### Task statement
Exactly the lines from the one holding "Where can the green leafy" through the final line of the data are wanted, copied as written.

-------- Data records --------

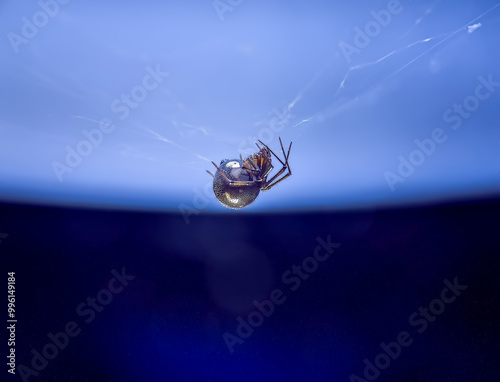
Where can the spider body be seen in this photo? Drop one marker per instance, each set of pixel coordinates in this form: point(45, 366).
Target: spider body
point(238, 182)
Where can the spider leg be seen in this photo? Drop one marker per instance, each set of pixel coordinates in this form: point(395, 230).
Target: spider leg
point(274, 180)
point(234, 182)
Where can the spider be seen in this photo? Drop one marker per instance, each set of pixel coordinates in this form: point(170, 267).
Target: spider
point(237, 182)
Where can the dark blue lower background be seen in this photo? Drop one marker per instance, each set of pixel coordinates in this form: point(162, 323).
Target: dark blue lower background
point(192, 282)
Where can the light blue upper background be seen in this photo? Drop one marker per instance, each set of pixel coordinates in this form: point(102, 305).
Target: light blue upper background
point(352, 84)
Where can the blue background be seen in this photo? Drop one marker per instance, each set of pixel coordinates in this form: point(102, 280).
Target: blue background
point(350, 105)
point(354, 96)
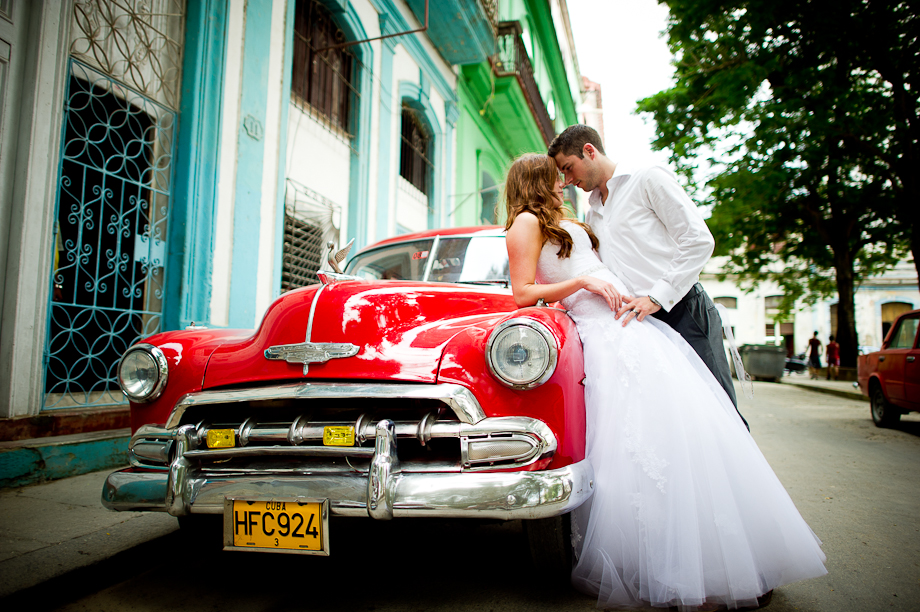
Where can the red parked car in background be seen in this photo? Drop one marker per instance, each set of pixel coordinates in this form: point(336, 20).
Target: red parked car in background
point(890, 377)
point(410, 385)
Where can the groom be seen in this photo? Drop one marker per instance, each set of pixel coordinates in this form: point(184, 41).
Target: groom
point(652, 237)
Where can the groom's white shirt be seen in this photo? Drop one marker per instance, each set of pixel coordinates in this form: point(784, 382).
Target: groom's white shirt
point(651, 234)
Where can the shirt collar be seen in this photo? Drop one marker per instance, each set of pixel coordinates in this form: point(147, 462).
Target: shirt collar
point(621, 172)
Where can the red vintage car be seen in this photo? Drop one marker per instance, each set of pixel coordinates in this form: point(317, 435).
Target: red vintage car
point(408, 386)
point(890, 377)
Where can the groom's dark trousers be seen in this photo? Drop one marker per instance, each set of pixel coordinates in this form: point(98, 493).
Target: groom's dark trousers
point(696, 319)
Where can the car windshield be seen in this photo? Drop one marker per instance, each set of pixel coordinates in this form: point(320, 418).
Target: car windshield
point(478, 259)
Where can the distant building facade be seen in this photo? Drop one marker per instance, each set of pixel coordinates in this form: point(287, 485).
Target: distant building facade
point(755, 317)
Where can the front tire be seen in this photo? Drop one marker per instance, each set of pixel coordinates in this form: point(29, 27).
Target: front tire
point(550, 542)
point(883, 413)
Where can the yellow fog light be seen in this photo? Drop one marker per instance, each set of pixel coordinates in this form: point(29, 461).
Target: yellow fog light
point(221, 438)
point(339, 435)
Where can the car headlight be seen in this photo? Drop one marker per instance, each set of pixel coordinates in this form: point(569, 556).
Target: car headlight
point(142, 373)
point(522, 353)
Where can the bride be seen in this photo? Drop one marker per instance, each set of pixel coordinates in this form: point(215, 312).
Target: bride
point(686, 510)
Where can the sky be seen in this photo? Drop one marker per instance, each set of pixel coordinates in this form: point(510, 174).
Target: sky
point(619, 45)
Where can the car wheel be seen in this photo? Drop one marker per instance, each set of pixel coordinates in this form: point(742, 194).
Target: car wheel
point(550, 542)
point(883, 414)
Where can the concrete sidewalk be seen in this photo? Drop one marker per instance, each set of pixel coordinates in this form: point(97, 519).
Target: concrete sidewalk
point(51, 529)
point(840, 388)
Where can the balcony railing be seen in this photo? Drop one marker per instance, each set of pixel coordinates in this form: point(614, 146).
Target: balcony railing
point(491, 9)
point(512, 60)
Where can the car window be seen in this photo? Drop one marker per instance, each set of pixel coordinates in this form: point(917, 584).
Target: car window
point(403, 261)
point(463, 259)
point(905, 334)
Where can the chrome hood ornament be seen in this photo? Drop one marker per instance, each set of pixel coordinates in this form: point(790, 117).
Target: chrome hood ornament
point(339, 256)
point(310, 352)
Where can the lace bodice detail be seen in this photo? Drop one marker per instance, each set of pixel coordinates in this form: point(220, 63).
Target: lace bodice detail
point(582, 261)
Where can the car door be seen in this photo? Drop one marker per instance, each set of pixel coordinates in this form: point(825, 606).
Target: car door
point(894, 359)
point(912, 369)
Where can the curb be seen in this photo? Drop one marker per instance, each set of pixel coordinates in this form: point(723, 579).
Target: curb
point(25, 462)
point(853, 395)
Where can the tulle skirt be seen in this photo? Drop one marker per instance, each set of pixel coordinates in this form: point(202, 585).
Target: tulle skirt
point(686, 508)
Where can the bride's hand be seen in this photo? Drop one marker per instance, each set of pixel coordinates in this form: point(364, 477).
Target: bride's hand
point(605, 290)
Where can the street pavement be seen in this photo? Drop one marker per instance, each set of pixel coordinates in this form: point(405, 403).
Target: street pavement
point(50, 530)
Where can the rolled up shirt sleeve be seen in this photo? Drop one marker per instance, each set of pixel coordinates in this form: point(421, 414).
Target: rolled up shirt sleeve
point(684, 224)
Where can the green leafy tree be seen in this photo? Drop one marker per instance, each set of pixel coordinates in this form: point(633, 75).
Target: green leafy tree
point(807, 114)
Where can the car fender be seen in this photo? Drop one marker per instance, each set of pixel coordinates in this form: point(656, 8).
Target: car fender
point(559, 402)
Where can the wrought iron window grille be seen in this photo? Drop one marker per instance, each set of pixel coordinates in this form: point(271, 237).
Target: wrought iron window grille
point(310, 221)
point(323, 79)
point(414, 161)
point(137, 42)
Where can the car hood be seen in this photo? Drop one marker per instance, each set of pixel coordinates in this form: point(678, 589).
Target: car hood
point(400, 330)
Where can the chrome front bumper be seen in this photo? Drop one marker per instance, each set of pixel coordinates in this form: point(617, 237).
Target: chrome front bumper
point(383, 492)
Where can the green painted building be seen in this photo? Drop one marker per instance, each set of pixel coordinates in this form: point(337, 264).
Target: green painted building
point(514, 102)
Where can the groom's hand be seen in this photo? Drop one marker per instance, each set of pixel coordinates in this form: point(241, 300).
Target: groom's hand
point(637, 308)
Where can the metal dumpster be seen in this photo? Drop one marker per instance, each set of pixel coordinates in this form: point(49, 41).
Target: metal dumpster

--------

### Your solution
Where can the green leafy tree be seen in this photo? Drop one marker per instance, each set of pixel coordinates in this form: point(633, 75).
Target: green leafy tree
point(807, 114)
Where can the car fender be seen in this photo? Drop one marker per instance, each set of pixel coordinates in this form: point(656, 8).
Target: car fender
point(559, 402)
Where can the wrought iron window grille be seen in this photo? Drop one marker per instance, each set of pixel coordinates in this form: point(271, 237).
Target: wrought iron window grille
point(310, 221)
point(323, 79)
point(414, 161)
point(137, 42)
Where can the car hood be seen in this photo? Drop one marker per instance, each set of pixel coordinates in this form: point(678, 589).
Target: car hood
point(400, 330)
Where can the chrome front bumper be seen in this photo? Drop one marker per instance, each set of pixel coordinates in this form: point(617, 237).
Target: chrome front bumper
point(383, 492)
Where can the green painted building be seen in this photo? Drop one marker per instance, each set of pixel coordinates in this form: point(337, 264).
Target: green painted building
point(514, 102)
Where can the groom's hand be seen in this photo? Drop one marker per instance, each set of pixel coordinates in this form: point(241, 300).
Target: groom's hand
point(637, 308)
Where can the metal dumpster be seen in this photo? Drop one marker per instance, each set of pixel coordinates in this form: point(49, 41).
Target: metal dumpster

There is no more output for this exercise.